→ Rows

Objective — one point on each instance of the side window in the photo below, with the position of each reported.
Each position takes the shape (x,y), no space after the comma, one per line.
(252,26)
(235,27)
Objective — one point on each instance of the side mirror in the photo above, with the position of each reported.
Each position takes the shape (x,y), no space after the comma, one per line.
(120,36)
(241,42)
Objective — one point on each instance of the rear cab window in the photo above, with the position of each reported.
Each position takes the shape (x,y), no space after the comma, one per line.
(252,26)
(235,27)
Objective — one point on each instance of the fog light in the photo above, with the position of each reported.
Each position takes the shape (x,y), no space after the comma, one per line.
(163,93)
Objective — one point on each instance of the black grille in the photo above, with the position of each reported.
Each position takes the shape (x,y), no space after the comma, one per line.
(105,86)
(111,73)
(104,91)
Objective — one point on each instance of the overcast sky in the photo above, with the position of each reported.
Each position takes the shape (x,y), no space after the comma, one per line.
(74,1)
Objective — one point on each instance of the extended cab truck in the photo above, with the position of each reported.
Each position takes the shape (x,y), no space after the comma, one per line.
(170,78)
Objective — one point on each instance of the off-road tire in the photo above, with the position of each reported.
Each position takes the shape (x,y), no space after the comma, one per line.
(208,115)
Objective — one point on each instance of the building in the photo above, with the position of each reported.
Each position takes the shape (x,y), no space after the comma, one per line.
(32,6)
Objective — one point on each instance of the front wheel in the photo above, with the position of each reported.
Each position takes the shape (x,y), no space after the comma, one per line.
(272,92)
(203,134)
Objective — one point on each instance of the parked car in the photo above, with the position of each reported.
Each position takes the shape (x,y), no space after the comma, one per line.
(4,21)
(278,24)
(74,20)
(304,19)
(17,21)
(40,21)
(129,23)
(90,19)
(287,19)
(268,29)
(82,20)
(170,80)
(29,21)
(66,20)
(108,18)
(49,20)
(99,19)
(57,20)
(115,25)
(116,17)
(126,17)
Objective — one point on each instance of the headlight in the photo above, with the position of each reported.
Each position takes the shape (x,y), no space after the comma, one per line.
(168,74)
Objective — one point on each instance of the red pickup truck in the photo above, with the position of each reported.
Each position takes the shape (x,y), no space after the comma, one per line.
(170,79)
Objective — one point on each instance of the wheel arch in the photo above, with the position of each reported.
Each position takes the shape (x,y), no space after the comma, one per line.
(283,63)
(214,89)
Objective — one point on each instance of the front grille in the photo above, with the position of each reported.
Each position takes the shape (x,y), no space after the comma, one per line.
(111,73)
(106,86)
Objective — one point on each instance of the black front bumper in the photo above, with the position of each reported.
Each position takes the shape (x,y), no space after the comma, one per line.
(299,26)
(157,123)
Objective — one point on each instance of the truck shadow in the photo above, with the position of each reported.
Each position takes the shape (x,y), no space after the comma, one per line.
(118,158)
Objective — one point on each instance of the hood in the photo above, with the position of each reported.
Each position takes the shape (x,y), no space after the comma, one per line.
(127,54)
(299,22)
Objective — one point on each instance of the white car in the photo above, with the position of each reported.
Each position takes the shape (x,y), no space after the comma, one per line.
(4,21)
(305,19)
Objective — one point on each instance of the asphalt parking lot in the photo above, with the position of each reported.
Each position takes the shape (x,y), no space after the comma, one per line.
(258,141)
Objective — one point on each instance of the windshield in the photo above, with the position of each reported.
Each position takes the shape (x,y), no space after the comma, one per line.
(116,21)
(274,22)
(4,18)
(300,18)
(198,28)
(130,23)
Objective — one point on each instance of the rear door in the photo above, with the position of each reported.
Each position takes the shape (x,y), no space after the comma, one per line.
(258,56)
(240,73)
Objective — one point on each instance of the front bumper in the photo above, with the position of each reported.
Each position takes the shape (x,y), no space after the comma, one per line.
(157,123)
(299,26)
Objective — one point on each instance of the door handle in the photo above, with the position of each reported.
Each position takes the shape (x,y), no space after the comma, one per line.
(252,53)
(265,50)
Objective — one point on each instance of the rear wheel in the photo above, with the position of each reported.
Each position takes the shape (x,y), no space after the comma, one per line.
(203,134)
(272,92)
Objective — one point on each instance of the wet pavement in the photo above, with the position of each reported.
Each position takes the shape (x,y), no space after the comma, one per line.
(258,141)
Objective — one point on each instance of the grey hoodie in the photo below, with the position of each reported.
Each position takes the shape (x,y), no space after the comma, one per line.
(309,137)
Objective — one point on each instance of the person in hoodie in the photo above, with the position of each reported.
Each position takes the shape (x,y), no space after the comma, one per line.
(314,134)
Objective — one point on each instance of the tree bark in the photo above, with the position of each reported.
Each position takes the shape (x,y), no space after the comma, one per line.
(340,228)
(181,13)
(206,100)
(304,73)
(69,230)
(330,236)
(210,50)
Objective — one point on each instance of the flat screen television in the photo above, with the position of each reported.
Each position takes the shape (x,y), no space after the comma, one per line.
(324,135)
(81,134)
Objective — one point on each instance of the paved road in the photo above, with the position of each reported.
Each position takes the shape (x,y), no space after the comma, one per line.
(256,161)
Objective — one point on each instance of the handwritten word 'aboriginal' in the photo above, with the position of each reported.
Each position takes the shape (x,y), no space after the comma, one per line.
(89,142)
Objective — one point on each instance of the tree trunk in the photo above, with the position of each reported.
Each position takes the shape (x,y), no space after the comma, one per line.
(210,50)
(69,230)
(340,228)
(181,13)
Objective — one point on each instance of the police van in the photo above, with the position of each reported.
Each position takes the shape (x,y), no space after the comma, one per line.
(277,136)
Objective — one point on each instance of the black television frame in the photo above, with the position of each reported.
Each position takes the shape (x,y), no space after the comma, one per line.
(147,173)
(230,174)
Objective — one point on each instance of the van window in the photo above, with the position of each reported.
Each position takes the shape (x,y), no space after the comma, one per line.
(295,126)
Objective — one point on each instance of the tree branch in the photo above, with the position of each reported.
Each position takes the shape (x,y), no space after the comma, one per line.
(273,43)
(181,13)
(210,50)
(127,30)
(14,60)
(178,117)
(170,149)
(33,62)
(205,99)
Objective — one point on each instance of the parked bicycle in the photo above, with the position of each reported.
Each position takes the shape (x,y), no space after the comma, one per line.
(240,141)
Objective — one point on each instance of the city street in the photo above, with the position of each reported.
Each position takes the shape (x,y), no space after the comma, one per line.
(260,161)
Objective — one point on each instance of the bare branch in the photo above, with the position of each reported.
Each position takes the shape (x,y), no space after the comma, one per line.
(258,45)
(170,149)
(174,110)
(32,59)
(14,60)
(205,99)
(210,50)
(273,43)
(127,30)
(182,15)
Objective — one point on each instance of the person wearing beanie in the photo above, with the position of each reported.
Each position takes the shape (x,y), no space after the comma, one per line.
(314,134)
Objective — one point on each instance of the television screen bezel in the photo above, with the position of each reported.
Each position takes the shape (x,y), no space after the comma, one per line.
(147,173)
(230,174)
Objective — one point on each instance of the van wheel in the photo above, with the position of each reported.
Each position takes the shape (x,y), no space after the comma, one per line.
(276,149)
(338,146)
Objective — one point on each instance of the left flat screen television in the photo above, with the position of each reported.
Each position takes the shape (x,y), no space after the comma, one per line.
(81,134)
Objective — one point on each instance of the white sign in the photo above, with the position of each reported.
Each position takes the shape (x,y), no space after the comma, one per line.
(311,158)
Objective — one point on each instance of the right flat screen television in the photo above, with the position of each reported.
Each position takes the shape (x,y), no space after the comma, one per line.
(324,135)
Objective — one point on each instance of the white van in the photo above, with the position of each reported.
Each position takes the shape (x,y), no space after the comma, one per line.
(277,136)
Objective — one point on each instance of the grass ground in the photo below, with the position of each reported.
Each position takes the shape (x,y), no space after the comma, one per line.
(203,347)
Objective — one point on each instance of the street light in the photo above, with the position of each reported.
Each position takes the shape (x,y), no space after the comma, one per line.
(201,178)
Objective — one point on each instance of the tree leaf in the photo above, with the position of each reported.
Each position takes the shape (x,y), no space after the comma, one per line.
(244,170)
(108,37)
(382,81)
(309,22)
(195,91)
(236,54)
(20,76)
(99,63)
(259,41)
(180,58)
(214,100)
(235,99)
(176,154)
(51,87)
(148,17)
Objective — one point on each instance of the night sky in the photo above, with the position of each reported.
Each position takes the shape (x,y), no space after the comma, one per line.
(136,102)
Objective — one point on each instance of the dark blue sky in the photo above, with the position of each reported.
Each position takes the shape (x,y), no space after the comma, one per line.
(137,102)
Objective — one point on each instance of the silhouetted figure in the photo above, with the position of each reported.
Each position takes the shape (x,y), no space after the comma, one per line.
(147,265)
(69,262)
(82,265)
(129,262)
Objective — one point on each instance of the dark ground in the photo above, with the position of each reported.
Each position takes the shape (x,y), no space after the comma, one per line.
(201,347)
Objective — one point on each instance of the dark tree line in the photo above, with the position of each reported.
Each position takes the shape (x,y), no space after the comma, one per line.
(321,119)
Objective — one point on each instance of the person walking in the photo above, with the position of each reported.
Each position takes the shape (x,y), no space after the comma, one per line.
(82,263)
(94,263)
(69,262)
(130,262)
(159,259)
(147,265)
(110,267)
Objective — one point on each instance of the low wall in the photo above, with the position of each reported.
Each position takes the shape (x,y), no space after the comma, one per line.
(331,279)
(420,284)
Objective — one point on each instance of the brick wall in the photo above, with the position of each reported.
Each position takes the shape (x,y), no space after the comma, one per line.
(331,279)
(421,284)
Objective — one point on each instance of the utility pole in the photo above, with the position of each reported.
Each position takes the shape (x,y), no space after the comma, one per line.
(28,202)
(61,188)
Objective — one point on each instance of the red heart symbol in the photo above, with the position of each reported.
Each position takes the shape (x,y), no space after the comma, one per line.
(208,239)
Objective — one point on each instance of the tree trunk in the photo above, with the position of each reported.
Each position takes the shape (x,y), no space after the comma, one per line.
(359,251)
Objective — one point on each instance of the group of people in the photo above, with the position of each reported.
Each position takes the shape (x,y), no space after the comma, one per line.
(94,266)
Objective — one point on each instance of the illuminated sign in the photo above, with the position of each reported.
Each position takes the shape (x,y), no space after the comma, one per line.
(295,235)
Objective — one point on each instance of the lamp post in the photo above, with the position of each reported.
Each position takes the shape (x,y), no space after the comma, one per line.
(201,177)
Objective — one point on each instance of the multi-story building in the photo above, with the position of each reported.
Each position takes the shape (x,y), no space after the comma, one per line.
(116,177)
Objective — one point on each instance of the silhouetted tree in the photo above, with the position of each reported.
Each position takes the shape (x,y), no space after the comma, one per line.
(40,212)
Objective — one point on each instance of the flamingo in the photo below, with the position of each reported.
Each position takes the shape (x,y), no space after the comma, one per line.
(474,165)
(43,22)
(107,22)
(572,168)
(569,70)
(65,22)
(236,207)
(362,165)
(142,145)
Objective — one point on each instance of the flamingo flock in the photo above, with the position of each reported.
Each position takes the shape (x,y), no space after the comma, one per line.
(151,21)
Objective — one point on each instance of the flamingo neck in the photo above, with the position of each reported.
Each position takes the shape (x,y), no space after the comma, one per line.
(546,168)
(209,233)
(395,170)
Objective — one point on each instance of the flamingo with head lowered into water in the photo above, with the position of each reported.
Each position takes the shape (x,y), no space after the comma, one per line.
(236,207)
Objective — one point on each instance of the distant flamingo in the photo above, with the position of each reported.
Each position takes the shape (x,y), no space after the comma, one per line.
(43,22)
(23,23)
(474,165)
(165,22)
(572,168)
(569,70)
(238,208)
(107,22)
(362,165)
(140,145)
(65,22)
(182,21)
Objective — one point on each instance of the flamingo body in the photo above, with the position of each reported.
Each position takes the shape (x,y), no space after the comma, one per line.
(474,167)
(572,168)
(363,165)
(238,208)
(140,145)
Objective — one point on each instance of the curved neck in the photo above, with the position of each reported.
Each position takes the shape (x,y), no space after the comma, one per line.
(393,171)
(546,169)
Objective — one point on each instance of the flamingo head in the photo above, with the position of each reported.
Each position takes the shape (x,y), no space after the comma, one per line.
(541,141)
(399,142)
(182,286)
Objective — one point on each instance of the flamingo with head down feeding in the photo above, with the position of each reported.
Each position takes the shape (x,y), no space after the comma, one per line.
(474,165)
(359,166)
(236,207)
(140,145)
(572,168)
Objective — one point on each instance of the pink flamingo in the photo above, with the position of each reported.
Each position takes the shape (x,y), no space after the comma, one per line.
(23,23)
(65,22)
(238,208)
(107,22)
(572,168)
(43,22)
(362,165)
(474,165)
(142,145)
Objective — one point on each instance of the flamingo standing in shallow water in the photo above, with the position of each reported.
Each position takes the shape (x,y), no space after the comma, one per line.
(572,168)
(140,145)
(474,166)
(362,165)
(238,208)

→ What needs to be done
Quote only the lines from the line containing "Objective — one point on each instance of the curved" through the end of the entries, keeping the first and the last.

→ In response
Objective — one point on each instance of the curved neck in the photo above, with the position of each reported.
Each position takes the shape (x,y), no space after the comma, one per line.
(393,171)
(546,169)
Objective — one point on each instance of the flamingo head in the photo above, with the position of each reported.
Each position takes the shape (x,y), no space after the comma, one per line.
(541,141)
(399,142)
(182,286)
Objective — one point on each instance of the flamingo with head down feeding in the photo above, with the position of each reported.
Each position takes the shape (x,y), no space after the comma, one per line.
(474,165)
(359,166)
(236,207)
(140,145)
(572,168)
Objective — one point on each instance of the pink flamingo in the photo above, with the position of each reported.
Each position takes the shape (x,y), no space after the comma, one per line.
(23,23)
(65,22)
(238,208)
(107,22)
(572,168)
(43,22)
(362,165)
(474,165)
(142,145)
Objective — one point on each instance of the flamingo standing in shallow water in the photo above, with the position of each reported.
Each position takes the shape (x,y), no space after the comma, one per line.
(572,168)
(140,145)
(474,166)
(362,165)
(238,208)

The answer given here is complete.